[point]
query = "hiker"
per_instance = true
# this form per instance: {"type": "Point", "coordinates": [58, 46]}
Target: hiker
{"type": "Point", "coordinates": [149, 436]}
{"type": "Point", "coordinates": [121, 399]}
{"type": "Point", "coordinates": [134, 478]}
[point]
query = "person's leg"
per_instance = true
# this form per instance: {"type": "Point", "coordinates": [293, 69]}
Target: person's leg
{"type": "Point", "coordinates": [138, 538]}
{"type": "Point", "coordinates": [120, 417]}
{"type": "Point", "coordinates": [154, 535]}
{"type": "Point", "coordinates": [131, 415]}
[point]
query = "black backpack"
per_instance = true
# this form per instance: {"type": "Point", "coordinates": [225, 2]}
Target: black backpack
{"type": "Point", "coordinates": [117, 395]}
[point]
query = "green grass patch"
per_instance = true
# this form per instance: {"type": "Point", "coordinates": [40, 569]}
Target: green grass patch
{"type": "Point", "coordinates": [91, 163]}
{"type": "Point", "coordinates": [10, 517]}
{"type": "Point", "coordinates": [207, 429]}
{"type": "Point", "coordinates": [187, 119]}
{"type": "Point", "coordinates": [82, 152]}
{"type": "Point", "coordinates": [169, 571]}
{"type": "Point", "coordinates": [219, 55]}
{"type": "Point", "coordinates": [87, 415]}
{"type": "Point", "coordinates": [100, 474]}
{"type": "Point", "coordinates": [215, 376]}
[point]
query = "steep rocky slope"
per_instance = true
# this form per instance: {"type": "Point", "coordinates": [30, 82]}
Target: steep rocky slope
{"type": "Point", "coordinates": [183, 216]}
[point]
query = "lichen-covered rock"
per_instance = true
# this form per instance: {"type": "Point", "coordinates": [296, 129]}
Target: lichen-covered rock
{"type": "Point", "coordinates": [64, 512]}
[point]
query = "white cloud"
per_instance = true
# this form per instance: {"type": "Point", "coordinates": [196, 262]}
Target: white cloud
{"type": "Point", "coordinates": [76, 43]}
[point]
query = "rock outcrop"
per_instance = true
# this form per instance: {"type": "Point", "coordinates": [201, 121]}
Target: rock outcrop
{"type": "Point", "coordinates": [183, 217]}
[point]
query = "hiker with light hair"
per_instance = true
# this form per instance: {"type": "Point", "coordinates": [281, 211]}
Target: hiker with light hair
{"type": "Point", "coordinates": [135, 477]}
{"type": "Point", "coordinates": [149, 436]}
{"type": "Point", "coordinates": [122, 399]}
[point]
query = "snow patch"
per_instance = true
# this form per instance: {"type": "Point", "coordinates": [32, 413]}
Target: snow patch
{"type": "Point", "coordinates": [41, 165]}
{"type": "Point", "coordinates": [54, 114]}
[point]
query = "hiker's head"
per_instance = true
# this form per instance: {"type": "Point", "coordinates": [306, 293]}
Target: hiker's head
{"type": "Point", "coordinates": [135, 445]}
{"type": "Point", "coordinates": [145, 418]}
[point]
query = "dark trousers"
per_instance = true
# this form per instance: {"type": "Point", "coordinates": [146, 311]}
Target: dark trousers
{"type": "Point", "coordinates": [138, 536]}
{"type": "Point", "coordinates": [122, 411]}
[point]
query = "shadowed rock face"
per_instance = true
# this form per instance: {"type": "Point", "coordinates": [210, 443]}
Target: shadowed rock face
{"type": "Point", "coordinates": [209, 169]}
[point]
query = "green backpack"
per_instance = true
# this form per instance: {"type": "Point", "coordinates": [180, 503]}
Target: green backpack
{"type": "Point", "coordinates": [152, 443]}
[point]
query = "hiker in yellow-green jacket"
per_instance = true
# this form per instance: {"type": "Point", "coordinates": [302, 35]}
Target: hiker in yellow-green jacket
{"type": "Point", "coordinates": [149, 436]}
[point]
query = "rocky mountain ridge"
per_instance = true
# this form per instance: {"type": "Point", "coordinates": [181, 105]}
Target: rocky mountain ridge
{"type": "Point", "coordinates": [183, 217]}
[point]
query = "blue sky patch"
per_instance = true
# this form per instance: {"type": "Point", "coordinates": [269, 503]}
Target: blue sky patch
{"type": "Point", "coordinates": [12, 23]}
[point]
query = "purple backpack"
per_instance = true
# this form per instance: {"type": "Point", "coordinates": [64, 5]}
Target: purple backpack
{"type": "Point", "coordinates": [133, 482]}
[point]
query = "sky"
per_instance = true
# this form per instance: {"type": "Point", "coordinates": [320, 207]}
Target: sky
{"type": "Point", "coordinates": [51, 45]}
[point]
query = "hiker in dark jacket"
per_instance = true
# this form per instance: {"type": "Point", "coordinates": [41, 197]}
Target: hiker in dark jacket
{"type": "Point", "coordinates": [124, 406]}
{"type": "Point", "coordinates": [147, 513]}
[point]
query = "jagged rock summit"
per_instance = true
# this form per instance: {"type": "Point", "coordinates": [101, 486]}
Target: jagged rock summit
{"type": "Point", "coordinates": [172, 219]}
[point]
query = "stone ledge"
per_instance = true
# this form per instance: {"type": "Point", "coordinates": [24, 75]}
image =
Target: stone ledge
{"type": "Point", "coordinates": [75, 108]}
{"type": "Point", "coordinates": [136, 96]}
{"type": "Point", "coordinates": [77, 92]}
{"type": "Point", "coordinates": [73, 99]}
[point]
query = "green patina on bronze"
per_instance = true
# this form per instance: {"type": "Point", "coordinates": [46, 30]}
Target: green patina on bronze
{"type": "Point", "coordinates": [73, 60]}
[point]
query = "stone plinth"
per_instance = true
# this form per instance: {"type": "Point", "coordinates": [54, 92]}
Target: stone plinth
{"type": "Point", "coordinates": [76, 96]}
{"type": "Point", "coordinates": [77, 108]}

-*-

*EXERCISE DESCRIPTION:*
Please copy out the records exactly as they appear.

*EXERCISE ANSWER:*
[point]
query = "hiker"
per_instance = true
# this form per instance: {"type": "Point", "coordinates": [58, 46]}
Target: hiker
{"type": "Point", "coordinates": [149, 436]}
{"type": "Point", "coordinates": [121, 399]}
{"type": "Point", "coordinates": [134, 478]}
[point]
query = "person's leg"
per_instance = true
# this form per instance: {"type": "Point", "coordinates": [293, 69]}
Target: person's leg
{"type": "Point", "coordinates": [138, 538]}
{"type": "Point", "coordinates": [120, 417]}
{"type": "Point", "coordinates": [154, 535]}
{"type": "Point", "coordinates": [131, 415]}
[point]
query = "black backpack"
per_instance = true
# this form per instance: {"type": "Point", "coordinates": [225, 2]}
Target: black backpack
{"type": "Point", "coordinates": [117, 395]}
[point]
query = "green grass patch"
per_instance = true
# this form per instance: {"type": "Point", "coordinates": [40, 569]}
Target: green grass patch
{"type": "Point", "coordinates": [91, 163]}
{"type": "Point", "coordinates": [10, 517]}
{"type": "Point", "coordinates": [207, 429]}
{"type": "Point", "coordinates": [187, 119]}
{"type": "Point", "coordinates": [82, 152]}
{"type": "Point", "coordinates": [169, 571]}
{"type": "Point", "coordinates": [219, 55]}
{"type": "Point", "coordinates": [87, 415]}
{"type": "Point", "coordinates": [100, 474]}
{"type": "Point", "coordinates": [215, 376]}
[point]
query = "steep rocky slope"
per_instance = true
# this form per instance: {"type": "Point", "coordinates": [30, 82]}
Target: steep rocky slope
{"type": "Point", "coordinates": [183, 216]}
[point]
query = "lichen-covered rock"
per_instance = true
# this form per instance: {"type": "Point", "coordinates": [296, 129]}
Target: lichen-covered rock
{"type": "Point", "coordinates": [64, 512]}
[point]
query = "white cloud"
per_instance = true
# this form per instance: {"type": "Point", "coordinates": [196, 262]}
Target: white cloud
{"type": "Point", "coordinates": [76, 43]}
[point]
query = "rock outcrop"
per_instance = true
# this form per instance: {"type": "Point", "coordinates": [201, 121]}
Target: rock outcrop
{"type": "Point", "coordinates": [183, 217]}
[point]
query = "hiker with light hair"
per_instance = true
# this form per instance: {"type": "Point", "coordinates": [281, 211]}
Target: hiker with light hair
{"type": "Point", "coordinates": [135, 477]}
{"type": "Point", "coordinates": [149, 436]}
{"type": "Point", "coordinates": [122, 399]}
[point]
query = "snow patch"
per_instance = true
# this form per instance: {"type": "Point", "coordinates": [32, 413]}
Target: snow patch
{"type": "Point", "coordinates": [41, 165]}
{"type": "Point", "coordinates": [54, 114]}
[point]
query = "hiker's head"
per_instance = true
# this form per instance: {"type": "Point", "coordinates": [306, 293]}
Target: hiker's head
{"type": "Point", "coordinates": [135, 445]}
{"type": "Point", "coordinates": [145, 418]}
[point]
query = "dark trousers"
per_instance = true
# this form per instance: {"type": "Point", "coordinates": [146, 311]}
Target: dark trousers
{"type": "Point", "coordinates": [138, 536]}
{"type": "Point", "coordinates": [122, 411]}
[point]
query = "shadowed rock face"
per_instance = true
# this form per instance: {"type": "Point", "coordinates": [210, 443]}
Target: shadowed rock face
{"type": "Point", "coordinates": [209, 169]}
[point]
query = "green backpack"
per_instance = true
# this form per instance: {"type": "Point", "coordinates": [180, 503]}
Target: green backpack
{"type": "Point", "coordinates": [152, 443]}
[point]
query = "hiker in yellow-green jacket"
per_instance = true
# this form per instance: {"type": "Point", "coordinates": [302, 35]}
Target: hiker in yellow-green jacket
{"type": "Point", "coordinates": [149, 436]}
[point]
query = "rocky mountain ridge"
per_instance = true
# this form per instance: {"type": "Point", "coordinates": [181, 105]}
Target: rocky mountain ridge
{"type": "Point", "coordinates": [183, 217]}
[point]
query = "blue sky patch"
per_instance = true
# this form per instance: {"type": "Point", "coordinates": [269, 503]}
Target: blue sky patch
{"type": "Point", "coordinates": [12, 23]}
[point]
query = "purple backpack"
per_instance = true
# this form per instance: {"type": "Point", "coordinates": [64, 5]}
Target: purple backpack
{"type": "Point", "coordinates": [133, 482]}
[point]
query = "sky"
per_instance = true
# this form per instance: {"type": "Point", "coordinates": [320, 207]}
Target: sky
{"type": "Point", "coordinates": [51, 45]}
[point]
query = "hiker in dark jacket"
per_instance = true
# this form per instance: {"type": "Point", "coordinates": [41, 197]}
Target: hiker in dark jacket
{"type": "Point", "coordinates": [124, 406]}
{"type": "Point", "coordinates": [147, 513]}
[point]
query = "jagged rock summit"
per_instance = true
# this form per instance: {"type": "Point", "coordinates": [101, 486]}
Target: jagged rock summit
{"type": "Point", "coordinates": [172, 219]}
[point]
query = "stone ledge"
per_instance = true
# this form per instance: {"type": "Point", "coordinates": [24, 75]}
image =
Target: stone ledge
{"type": "Point", "coordinates": [75, 108]}
{"type": "Point", "coordinates": [136, 96]}
{"type": "Point", "coordinates": [77, 92]}
{"type": "Point", "coordinates": [73, 99]}
[point]
query = "green patina on bronze"
per_instance = true
# this form per instance: {"type": "Point", "coordinates": [46, 30]}
Target: green patina on bronze
{"type": "Point", "coordinates": [73, 60]}
[point]
query = "stone plinth"
per_instance = true
# this form per instance: {"type": "Point", "coordinates": [54, 92]}
Target: stone plinth
{"type": "Point", "coordinates": [76, 96]}
{"type": "Point", "coordinates": [77, 108]}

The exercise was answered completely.